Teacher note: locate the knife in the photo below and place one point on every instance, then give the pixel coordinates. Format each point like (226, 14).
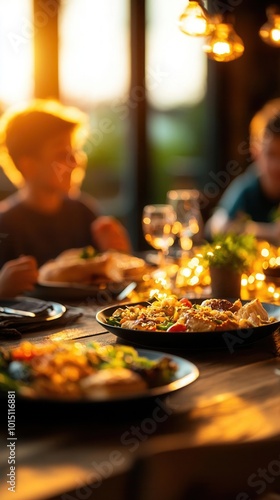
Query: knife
(17, 312)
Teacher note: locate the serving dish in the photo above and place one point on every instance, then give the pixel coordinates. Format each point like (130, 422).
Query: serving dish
(227, 339)
(185, 374)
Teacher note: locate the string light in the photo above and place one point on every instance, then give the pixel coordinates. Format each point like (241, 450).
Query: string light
(195, 20)
(222, 43)
(270, 31)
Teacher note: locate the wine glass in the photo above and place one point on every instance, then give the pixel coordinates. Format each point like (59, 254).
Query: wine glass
(157, 224)
(189, 221)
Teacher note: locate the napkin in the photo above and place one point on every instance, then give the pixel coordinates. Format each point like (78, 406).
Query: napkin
(12, 326)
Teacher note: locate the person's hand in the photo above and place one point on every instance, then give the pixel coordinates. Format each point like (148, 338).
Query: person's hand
(108, 233)
(17, 276)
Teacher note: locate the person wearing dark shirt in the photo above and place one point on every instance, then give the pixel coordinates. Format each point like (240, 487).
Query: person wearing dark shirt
(49, 214)
(251, 203)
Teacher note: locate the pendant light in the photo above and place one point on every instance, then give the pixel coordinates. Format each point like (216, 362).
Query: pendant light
(195, 20)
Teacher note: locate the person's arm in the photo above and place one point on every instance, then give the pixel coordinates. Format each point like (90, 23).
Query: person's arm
(17, 276)
(108, 233)
(269, 231)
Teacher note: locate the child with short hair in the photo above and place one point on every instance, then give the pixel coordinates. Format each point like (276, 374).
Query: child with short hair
(48, 214)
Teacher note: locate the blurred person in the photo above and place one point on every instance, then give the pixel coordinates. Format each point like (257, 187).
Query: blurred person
(18, 276)
(251, 203)
(41, 151)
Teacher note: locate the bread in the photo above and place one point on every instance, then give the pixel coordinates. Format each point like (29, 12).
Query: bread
(112, 382)
(70, 267)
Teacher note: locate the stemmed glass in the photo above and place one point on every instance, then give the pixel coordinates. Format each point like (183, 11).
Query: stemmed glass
(157, 224)
(189, 222)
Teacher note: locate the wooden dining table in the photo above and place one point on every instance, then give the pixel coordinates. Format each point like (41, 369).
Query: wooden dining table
(86, 449)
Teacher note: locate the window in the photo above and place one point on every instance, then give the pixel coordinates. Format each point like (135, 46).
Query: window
(16, 51)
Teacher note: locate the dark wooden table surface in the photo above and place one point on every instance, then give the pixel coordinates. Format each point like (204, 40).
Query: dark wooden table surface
(63, 450)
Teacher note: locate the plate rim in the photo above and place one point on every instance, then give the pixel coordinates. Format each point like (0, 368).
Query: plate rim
(177, 335)
(192, 374)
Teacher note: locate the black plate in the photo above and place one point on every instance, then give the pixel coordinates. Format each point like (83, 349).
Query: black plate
(230, 339)
(186, 373)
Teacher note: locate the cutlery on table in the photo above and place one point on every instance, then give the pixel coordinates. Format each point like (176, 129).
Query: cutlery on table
(17, 312)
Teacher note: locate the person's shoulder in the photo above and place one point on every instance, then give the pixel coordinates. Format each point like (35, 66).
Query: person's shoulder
(11, 203)
(84, 201)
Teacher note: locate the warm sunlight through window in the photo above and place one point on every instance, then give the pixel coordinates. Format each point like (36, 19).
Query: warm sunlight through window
(94, 53)
(16, 51)
(176, 73)
(94, 50)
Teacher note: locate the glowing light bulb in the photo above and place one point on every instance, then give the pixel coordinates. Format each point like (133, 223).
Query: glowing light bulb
(270, 31)
(223, 44)
(195, 20)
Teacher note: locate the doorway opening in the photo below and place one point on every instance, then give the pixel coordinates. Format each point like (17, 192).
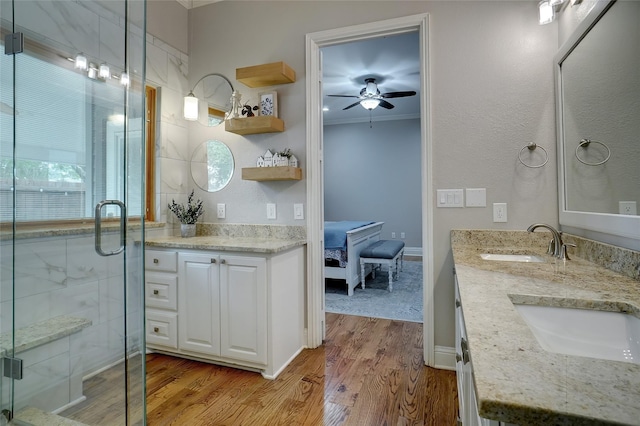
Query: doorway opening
(315, 166)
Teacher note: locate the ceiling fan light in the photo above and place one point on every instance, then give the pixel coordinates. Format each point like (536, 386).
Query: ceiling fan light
(370, 103)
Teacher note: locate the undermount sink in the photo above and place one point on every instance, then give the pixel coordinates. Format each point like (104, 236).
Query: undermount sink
(511, 257)
(584, 332)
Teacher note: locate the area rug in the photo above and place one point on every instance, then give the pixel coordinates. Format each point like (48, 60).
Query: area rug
(403, 303)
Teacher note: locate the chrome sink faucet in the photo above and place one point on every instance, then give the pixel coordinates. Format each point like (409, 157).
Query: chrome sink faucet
(556, 247)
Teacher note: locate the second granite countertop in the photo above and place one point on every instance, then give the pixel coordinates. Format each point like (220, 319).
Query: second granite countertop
(225, 243)
(515, 379)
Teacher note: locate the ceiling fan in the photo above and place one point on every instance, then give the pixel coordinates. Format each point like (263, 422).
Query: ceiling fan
(370, 96)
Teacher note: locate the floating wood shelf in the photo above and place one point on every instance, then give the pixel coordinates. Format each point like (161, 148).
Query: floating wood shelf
(253, 125)
(266, 75)
(272, 173)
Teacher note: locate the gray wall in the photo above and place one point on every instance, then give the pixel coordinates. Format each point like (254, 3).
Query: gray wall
(167, 20)
(373, 173)
(491, 94)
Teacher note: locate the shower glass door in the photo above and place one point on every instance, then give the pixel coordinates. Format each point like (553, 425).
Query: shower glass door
(71, 207)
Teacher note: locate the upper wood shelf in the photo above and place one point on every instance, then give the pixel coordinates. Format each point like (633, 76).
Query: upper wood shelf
(266, 75)
(272, 173)
(254, 125)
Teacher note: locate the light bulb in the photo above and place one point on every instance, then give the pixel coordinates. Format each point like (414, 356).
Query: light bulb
(124, 79)
(104, 71)
(370, 103)
(190, 110)
(81, 62)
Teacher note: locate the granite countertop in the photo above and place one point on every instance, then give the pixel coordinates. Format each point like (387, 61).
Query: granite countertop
(227, 243)
(515, 379)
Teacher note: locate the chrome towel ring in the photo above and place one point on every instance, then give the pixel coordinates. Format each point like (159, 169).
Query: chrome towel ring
(531, 147)
(584, 143)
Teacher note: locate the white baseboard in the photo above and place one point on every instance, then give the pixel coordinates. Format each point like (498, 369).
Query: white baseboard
(445, 358)
(413, 251)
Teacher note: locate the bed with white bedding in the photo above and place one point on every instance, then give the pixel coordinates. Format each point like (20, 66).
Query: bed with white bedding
(343, 242)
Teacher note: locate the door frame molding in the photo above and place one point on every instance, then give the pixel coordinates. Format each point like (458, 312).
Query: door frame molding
(314, 173)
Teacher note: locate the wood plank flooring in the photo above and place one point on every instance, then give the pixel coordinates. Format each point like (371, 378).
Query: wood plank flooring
(368, 372)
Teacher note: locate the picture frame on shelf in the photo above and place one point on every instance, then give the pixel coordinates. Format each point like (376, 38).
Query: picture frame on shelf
(268, 103)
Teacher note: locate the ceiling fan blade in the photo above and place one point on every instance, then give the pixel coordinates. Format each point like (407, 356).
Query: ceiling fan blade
(398, 94)
(352, 105)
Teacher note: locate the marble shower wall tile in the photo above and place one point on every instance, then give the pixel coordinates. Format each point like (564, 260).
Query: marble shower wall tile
(66, 23)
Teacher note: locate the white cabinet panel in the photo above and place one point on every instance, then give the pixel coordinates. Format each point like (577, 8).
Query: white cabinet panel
(243, 308)
(199, 301)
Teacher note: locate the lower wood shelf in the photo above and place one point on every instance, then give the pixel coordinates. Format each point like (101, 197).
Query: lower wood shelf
(272, 173)
(253, 125)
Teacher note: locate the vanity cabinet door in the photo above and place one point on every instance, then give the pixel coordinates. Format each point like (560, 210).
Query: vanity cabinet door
(199, 303)
(243, 308)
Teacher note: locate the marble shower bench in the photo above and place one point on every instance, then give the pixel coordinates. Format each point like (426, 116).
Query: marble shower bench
(52, 363)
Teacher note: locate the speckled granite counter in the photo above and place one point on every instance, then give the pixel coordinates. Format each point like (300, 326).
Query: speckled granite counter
(515, 379)
(225, 243)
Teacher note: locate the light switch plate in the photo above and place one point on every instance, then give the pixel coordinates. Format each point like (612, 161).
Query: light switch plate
(476, 197)
(450, 198)
(271, 211)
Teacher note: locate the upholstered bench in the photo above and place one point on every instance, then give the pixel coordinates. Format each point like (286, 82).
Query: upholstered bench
(388, 252)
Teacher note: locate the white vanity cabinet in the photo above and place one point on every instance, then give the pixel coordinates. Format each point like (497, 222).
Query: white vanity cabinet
(467, 404)
(238, 309)
(223, 305)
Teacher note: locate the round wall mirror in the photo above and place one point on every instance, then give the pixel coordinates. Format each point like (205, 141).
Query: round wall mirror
(212, 165)
(214, 95)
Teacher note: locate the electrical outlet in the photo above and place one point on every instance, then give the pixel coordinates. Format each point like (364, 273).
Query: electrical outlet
(271, 211)
(627, 207)
(499, 212)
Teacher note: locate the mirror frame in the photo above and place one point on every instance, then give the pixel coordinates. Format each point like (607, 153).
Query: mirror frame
(607, 223)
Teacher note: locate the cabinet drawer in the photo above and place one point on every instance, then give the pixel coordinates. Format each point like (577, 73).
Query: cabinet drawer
(166, 261)
(161, 291)
(162, 328)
□ □ □ □
What are the lines from the one with "Teacher note: locate the white vanity" through the last line of the records above? Quote them exactly and add nothing.

Teacher note: locate the white vanity cabinet in the photo above and place one point on every instance, then give the pixel coordinates. Format each point like (497, 222).
Query: white vanity cabinet
(467, 404)
(238, 309)
(223, 305)
Teacher note: locate the round wall mirror in the photo above and place one point on every instance, then give the pixel coordinates. Format each point like (205, 141).
Query: round wall mirror
(212, 165)
(214, 95)
Teacher note: locate the electrical outlet in the photo above and place one point on every instance, then give the pixel coordinates. Format each point like (364, 273).
Query: electrical outlet
(271, 211)
(627, 207)
(499, 212)
Teacher note: locate the mirror frame in the photo above and place one point on every instance, then give the pixel coordinates. Format each point like (607, 153).
Query: mirror frame
(607, 223)
Teacher note: locate the cabinet drawer in the photo above and place one point on every instance, then give the pixel coordinates. Format each point like (577, 73).
Query: cabinet drawer
(166, 261)
(161, 291)
(162, 328)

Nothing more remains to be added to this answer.